**Your instructions:** Convert the data below into a two-column Markdown table headed Row and Line, with a row number and one line per row. Leave out blank lines and the pictures.

**Data shown:**
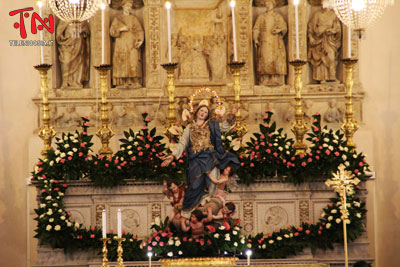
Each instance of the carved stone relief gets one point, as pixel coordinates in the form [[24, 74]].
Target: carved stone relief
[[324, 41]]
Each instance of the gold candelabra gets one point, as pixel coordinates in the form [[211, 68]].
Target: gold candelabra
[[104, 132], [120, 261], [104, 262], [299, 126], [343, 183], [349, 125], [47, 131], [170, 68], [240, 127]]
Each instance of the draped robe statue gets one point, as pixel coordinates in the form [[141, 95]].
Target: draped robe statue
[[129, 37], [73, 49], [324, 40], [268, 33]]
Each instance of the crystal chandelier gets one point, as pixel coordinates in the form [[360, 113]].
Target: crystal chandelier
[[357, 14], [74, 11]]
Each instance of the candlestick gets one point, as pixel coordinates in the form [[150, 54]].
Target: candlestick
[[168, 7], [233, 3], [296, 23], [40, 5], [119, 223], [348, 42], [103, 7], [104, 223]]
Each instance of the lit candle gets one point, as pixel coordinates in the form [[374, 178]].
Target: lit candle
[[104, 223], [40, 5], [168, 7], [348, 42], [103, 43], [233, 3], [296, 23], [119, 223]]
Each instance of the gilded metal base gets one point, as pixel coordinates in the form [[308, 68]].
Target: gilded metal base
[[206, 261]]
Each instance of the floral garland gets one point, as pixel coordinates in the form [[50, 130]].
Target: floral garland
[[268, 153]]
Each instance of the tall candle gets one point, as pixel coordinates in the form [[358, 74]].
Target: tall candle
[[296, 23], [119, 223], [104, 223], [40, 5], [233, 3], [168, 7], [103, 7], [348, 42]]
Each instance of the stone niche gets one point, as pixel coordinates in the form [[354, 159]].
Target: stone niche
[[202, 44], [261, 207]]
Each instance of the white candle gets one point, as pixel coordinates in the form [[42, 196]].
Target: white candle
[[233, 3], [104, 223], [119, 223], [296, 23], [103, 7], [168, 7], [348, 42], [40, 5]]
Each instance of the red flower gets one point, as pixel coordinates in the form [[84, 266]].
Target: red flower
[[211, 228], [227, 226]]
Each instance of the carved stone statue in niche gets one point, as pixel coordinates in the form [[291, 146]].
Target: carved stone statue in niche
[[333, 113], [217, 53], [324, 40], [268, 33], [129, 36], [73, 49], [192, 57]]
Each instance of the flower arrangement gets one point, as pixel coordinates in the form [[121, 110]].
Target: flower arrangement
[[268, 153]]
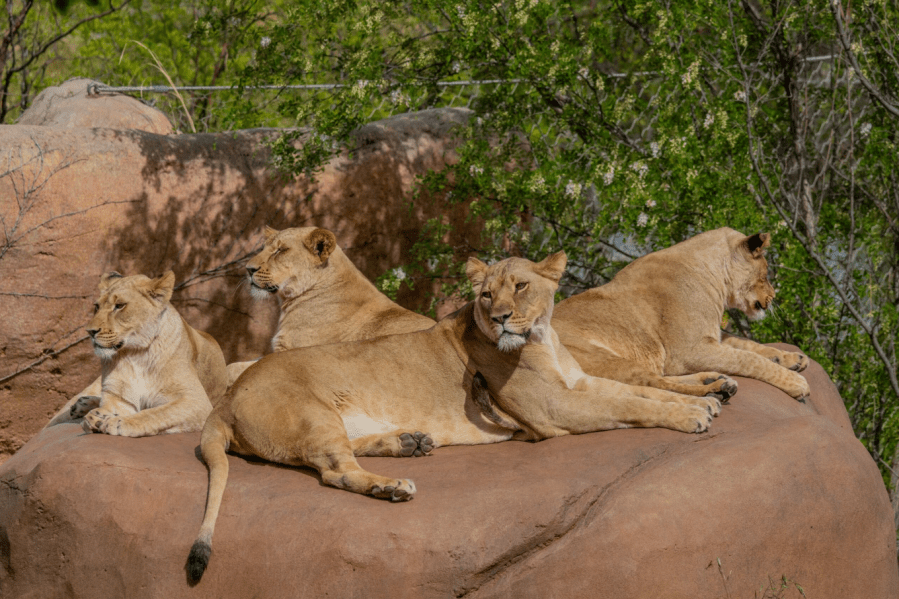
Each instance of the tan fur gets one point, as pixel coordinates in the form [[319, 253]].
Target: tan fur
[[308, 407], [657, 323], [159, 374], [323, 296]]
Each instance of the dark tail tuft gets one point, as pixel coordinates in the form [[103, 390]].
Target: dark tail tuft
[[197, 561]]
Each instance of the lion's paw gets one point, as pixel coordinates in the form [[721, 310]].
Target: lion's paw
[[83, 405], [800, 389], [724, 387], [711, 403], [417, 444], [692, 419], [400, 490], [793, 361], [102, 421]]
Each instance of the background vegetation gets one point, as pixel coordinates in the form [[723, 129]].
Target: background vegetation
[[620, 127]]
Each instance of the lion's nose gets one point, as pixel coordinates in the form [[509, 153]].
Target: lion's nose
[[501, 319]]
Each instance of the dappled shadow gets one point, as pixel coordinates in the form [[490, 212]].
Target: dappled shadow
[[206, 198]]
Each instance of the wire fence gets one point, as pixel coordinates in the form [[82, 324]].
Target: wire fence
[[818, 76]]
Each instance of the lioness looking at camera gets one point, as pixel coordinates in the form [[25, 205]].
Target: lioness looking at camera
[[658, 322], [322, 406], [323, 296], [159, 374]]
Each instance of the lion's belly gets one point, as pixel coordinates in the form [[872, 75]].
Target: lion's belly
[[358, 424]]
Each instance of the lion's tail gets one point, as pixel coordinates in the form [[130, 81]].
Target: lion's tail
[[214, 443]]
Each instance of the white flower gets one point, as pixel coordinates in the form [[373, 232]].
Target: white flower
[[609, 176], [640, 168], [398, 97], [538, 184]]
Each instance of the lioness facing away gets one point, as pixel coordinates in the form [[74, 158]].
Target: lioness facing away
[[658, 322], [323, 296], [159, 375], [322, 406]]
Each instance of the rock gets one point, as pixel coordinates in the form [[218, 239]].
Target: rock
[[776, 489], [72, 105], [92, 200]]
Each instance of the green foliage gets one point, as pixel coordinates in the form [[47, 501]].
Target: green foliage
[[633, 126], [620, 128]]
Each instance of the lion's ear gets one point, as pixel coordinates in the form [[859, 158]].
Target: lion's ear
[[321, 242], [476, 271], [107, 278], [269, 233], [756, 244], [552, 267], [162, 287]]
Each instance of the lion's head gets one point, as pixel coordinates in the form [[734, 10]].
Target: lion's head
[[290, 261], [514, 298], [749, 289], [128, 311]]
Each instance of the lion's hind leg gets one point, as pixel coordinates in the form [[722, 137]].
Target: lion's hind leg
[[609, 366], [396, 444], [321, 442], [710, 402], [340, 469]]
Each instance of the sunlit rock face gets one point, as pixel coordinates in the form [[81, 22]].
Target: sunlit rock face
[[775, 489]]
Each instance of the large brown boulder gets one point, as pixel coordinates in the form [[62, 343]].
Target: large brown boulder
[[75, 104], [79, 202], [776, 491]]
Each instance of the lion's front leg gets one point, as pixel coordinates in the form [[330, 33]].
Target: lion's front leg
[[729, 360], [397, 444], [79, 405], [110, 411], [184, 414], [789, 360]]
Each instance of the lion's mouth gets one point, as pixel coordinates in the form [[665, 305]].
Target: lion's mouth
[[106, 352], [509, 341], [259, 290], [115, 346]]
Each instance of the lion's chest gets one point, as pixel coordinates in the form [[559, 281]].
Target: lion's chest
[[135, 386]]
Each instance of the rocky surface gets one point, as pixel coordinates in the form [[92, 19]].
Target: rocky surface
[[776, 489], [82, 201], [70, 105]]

**Written response:**
| Row | Line |
|---|---|
| 1 | Each instance of the carved stone relief gets one point, as pixel coordinates in the form [[24, 74]]. |
| 2 | Target: carved stone relief |
| 3 | [[324, 41]] |
| 4 | Each instance of the gold candelabra gets one point, as pixel coordinates in the form [[211, 68]]. |
| 5 | Target: gold candelabra |
| 6 | [[104, 132], [120, 261], [104, 262], [299, 126], [343, 183], [349, 125], [47, 131], [170, 68], [240, 127]] |
| 7 | Each instance of the draped robe statue gets one point, as pixel coordinates in the form [[141, 95]]. |
| 8 | Target: draped robe statue |
| 9 | [[129, 37], [73, 49], [324, 40], [268, 33]] |
| 10 | Each instance of the crystal chandelier gets one point, as pixel coordinates in the form [[360, 113]]. |
| 11 | Target: crystal chandelier |
| 12 | [[357, 14], [74, 11]] |
| 13 | Each instance of the candlestick gets one point, as pixel coordinates in the form [[150, 54]]. |
| 14 | Target: candlestick |
| 15 | [[168, 7], [233, 3], [296, 23], [40, 5], [119, 223], [348, 42], [103, 7], [104, 223]] |
| 16 | Each instance of the lit candle gets one point, as pixel coordinates in the form [[374, 178]]. |
| 17 | Target: lit candle |
| 18 | [[104, 223], [40, 5], [168, 7], [348, 42], [103, 43], [233, 3], [296, 23], [119, 223]] |
| 19 | Each instance of the gilded metal base gets one point, as pixel coordinates in the form [[308, 68]]. |
| 20 | Target: gilded metal base |
| 21 | [[206, 261]] |
| 22 | Each instance of the floral garland gets one point, as pixel coordinates in the form [[50, 130]]. |
| 23 | Target: floral garland |
| 24 | [[268, 153]] |
| 25 | Each instance of the tall candle gets one point, as pixel coordinates in the form [[358, 74]]. |
| 26 | Target: tall candle |
| 27 | [[296, 23], [119, 223], [104, 223], [40, 5], [233, 3], [168, 7], [103, 7], [348, 42]] |
| 28 | Each instance of the stone niche gets one point, as pixel coordinates in the form [[354, 159]]. |
| 29 | Target: stone niche |
| 30 | [[202, 44], [261, 207]] |
| 31 | Each instance of the white candle gets one point, as pixel coordinates in the form [[42, 196]]. |
| 32 | Target: white candle |
| 33 | [[233, 3], [104, 223], [119, 223], [296, 23], [103, 7], [168, 7], [348, 42], [40, 5]] |
| 34 | Each instance of the red flower gets one point, as pixel coordinates in the form [[84, 266]]. |
| 35 | Target: red flower |
| 36 | [[211, 228], [227, 226]] |
| 37 | Each instance of the carved stone statue in niche gets one point, as pixel coordinates in the form [[291, 146]]. |
| 38 | Target: carved stone statue in niche |
| 39 | [[333, 113], [217, 53], [324, 40], [268, 33], [129, 36], [73, 49], [192, 57]] |
| 40 | Each instance of the flower arrangement gets one point, as pixel coordinates in the form [[121, 110]]. |
| 41 | Target: flower arrangement |
| 42 | [[268, 153]] |
| 43 | Each instance of the tan fur gets one point, as pixel coordinates in the form [[319, 253]]. |
| 44 | Target: tan fur |
| 45 | [[308, 407], [657, 323], [159, 374], [323, 296]] |
| 46 | Each instance of the dark tail tuft gets one point, as pixel coordinates in the form [[103, 390]]. |
| 47 | Target: dark tail tuft |
| 48 | [[197, 561]] |
| 49 | Each instance of the lion's paw gets one point, as pixel coordinates in the form [[721, 310]]. |
| 50 | Target: lion's paw |
| 51 | [[83, 405], [800, 389], [724, 387], [711, 403], [417, 444], [692, 419], [400, 490], [793, 361], [102, 421]] |
| 52 | Each instance of the background vegetation gets one point, as pixel coordinates in the form [[723, 129]]. |
| 53 | Target: background vegetation |
| 54 | [[620, 127]] |
| 55 | Each instance of the lion's nose gets one point, as pixel coordinates in the form [[509, 153]]. |
| 56 | Target: lion's nose |
| 57 | [[501, 319]] |
| 58 | Each instance of the dappled shadow gets one point, as pixel coordinates in the form [[490, 212]]. |
| 59 | Target: dappled shadow |
| 60 | [[206, 198]] |
| 61 | Each instance of the wire fence gets one point, as pixel coordinates in the form [[82, 324]]. |
| 62 | Target: wire fence |
| 63 | [[818, 76]] |
| 64 | Each instance of the lioness looking at camera gets one point, as pixel coordinates in the form [[25, 205]]. |
| 65 | Target: lioness looking at camera |
| 66 | [[658, 322], [322, 406], [323, 296], [159, 374]] |
| 67 | Each instance of the lion's belly gets one point, as pixel coordinates in the form [[872, 75]]. |
| 68 | Target: lion's belly |
| 69 | [[358, 424]] |
| 70 | Each instance of the lion's tail gets one point, as pixel coordinates in the form [[130, 81]]. |
| 71 | Target: lion's tail |
| 72 | [[214, 443]] |
| 73 | Each instance of the white flower gets one point, as pixel coordinates in the form [[373, 232]]. |
| 74 | Target: white flower |
| 75 | [[609, 176], [640, 168], [398, 97], [538, 184]] |
| 76 | Each instance of the lioness facing away gets one point, as pixel coordinates in the form [[74, 158]]. |
| 77 | Target: lioness facing away |
| 78 | [[658, 322], [323, 296], [159, 375], [322, 406]] |
| 79 | Each instance of the rock gets one point, as pixel coordinates in the form [[218, 239]]. |
| 80 | Target: rock |
| 81 | [[776, 489], [72, 105], [92, 200]] |
| 82 | Each instance of the green foliage gets one point, as pixel coordinates in the form [[47, 501]]. |
| 83 | Target: green foliage |
| 84 | [[633, 126], [620, 128]] |
| 85 | Each instance of the lion's ear gets one point, as pixel coordinates in the form [[859, 158]]. |
| 86 | Target: lion's ear |
| 87 | [[321, 242], [476, 271], [107, 278], [269, 233], [756, 244], [552, 267], [162, 287]] |
| 88 | Each instance of the lion's head gets one point, as pixel coordinates in the form [[734, 10]]. |
| 89 | Target: lion's head |
| 90 | [[290, 261], [514, 298], [749, 289], [128, 311]] |
| 91 | Each instance of the lion's hind leg gets one point, as pixel coordinates in the form [[722, 137]]. |
| 92 | Target: lion's hind leg |
| 93 | [[609, 366], [396, 444], [321, 442], [710, 402], [340, 469]] |
| 94 | Each instance of the sunlit rock face gets one point, as pixel coordinates in the form [[81, 22]]. |
| 95 | Target: sunlit rock face |
| 96 | [[775, 489]] |
| 97 | Each instance of the large brown boulder gets one point, as pixel coordinates in the form [[62, 343]]. |
| 98 | Target: large brown boulder |
| 99 | [[75, 104], [79, 202], [776, 491]] |
| 100 | Each instance of the lion's front leg gets one point, as pixel coordinates in the form [[330, 33]]. |
| 101 | Target: lion's front leg |
| 102 | [[729, 360], [397, 444], [79, 405], [110, 411], [184, 414], [789, 360]] |
| 103 | Each instance of the lion's mouth gets one point, as pixel coordinates in the form [[665, 305]]. |
| 104 | Target: lion's mouth |
| 105 | [[106, 352], [509, 341], [259, 290], [115, 346]] |
| 106 | Each instance of the lion's chest gets one point, as pixel coordinates in the form [[559, 281]]. |
| 107 | Target: lion's chest |
| 108 | [[135, 386]] |
| 109 | Each instance of the rocky surface gets one point, as pixel coordinates in the form [[92, 19]]. |
| 110 | Target: rocky surface |
| 111 | [[776, 489], [82, 201], [70, 105]] |